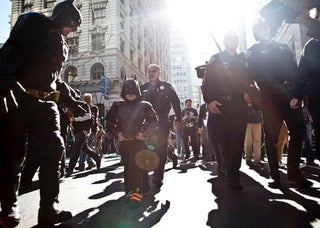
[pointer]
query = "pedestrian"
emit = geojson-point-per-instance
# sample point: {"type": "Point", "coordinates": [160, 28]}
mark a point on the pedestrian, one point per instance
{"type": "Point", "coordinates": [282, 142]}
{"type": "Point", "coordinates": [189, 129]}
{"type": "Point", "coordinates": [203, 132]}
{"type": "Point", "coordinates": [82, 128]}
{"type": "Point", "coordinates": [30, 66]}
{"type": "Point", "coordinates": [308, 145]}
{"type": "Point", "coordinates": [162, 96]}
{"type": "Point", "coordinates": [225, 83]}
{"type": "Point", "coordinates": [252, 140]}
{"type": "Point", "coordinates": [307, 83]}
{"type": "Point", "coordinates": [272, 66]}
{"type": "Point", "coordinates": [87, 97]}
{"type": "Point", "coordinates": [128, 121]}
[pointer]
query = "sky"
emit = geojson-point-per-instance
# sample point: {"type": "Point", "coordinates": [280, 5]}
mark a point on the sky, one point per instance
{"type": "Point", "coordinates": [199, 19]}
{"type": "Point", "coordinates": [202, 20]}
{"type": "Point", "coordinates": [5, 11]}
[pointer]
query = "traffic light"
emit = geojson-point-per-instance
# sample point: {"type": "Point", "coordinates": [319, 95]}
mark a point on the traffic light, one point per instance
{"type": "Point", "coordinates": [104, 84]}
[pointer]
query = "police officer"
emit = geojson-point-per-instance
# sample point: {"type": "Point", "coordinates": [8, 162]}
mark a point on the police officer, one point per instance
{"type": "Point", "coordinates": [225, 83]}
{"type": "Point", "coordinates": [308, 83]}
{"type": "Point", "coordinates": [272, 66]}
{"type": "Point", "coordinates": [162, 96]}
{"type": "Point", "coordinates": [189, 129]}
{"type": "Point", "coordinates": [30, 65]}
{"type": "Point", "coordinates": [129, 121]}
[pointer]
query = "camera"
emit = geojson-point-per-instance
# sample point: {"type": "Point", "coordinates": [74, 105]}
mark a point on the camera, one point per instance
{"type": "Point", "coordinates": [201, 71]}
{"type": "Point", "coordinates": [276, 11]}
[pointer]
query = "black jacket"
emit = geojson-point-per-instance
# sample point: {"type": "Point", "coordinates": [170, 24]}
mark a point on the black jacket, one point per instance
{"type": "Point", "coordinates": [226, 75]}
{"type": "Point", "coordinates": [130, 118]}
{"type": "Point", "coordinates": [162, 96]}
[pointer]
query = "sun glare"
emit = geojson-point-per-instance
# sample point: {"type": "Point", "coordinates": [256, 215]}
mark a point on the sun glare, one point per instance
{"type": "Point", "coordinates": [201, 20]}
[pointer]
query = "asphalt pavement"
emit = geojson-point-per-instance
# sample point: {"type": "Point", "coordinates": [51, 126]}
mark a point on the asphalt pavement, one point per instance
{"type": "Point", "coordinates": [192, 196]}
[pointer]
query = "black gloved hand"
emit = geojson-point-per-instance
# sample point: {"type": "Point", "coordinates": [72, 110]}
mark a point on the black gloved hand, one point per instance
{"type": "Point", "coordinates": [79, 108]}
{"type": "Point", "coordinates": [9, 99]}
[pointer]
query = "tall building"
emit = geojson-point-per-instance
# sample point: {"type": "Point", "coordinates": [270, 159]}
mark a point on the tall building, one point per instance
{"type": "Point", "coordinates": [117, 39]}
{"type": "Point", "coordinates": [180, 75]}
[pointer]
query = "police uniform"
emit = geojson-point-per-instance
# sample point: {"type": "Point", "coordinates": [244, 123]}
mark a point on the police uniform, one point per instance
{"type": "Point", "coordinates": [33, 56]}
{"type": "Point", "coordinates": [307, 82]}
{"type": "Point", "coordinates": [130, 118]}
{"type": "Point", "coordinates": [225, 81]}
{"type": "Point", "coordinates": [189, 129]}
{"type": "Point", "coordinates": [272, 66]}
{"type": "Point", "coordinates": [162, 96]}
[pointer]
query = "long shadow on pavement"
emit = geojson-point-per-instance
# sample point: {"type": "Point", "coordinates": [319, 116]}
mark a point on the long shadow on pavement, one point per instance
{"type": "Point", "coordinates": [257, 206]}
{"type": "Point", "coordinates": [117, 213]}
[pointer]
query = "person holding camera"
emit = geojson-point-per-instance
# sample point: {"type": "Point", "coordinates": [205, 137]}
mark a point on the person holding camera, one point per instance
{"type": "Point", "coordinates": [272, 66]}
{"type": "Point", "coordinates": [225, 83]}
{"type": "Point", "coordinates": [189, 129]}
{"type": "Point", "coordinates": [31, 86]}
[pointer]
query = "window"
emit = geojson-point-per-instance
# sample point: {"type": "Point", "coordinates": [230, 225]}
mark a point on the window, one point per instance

++++++++++

** Exercise directions **
Report every line in the rows above that contains the string "police", giving each line in full.

** Final result **
query = "police officer"
mark a point on the police officer, one point per instance
query = "police uniform"
mark a point on the police uniform, one point per instance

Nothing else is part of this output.